Requirements:
From the lines below, pick out each one that contains the word "door" and copy it in full.

Data shown:
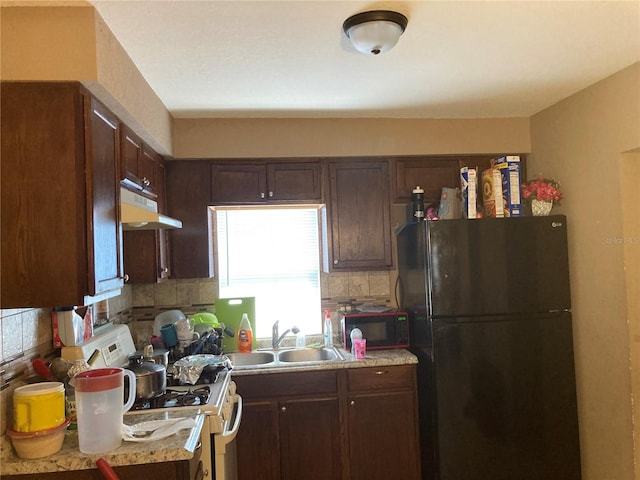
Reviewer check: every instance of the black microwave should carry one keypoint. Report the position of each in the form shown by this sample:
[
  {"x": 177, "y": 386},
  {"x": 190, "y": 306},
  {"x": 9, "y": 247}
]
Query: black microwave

* * *

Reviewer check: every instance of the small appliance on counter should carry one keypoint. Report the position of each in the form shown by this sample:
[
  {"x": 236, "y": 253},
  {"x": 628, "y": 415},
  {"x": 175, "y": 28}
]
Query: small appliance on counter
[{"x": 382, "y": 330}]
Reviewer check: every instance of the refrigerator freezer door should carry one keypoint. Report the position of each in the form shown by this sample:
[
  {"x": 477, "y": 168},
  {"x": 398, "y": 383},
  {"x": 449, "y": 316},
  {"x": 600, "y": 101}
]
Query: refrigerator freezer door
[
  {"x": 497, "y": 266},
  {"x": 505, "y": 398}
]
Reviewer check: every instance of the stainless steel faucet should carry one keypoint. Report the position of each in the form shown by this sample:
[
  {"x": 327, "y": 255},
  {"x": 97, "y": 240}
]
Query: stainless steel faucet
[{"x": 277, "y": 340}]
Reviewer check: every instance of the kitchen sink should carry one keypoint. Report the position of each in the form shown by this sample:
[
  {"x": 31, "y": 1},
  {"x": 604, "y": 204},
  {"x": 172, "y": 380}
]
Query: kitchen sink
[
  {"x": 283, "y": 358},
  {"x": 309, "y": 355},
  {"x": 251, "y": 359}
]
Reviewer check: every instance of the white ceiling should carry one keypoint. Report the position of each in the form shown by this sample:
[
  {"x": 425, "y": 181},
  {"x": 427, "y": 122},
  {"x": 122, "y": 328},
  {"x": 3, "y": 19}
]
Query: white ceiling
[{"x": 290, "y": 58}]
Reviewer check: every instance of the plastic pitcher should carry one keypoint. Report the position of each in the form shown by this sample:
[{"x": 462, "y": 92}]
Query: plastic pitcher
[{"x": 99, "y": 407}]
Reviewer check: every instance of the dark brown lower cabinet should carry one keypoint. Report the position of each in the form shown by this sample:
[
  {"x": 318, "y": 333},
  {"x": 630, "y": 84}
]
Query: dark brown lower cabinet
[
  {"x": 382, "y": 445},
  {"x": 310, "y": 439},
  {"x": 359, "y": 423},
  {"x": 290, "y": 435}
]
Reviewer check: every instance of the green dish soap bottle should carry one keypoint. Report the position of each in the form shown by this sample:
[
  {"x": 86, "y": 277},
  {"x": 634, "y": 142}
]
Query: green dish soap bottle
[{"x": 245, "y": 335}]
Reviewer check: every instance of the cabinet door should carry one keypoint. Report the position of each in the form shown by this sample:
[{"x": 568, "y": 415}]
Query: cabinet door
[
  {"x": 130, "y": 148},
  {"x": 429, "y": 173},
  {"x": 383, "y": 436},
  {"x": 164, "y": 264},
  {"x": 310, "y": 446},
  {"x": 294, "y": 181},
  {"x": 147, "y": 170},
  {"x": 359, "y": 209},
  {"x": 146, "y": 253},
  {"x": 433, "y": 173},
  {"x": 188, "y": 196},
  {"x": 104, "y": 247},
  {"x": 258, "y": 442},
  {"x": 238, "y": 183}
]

Solved exercise:
Reviewer check: every instance of the refrigerator freezer door should carry one keypoint. Report the position of each in the form shown by this sample:
Query: refrigerator freezer door
Reviewer check: every instance of the cabinet door should carry one keypoint. Report the position of each in the form shown by this sample:
Query: cabinet door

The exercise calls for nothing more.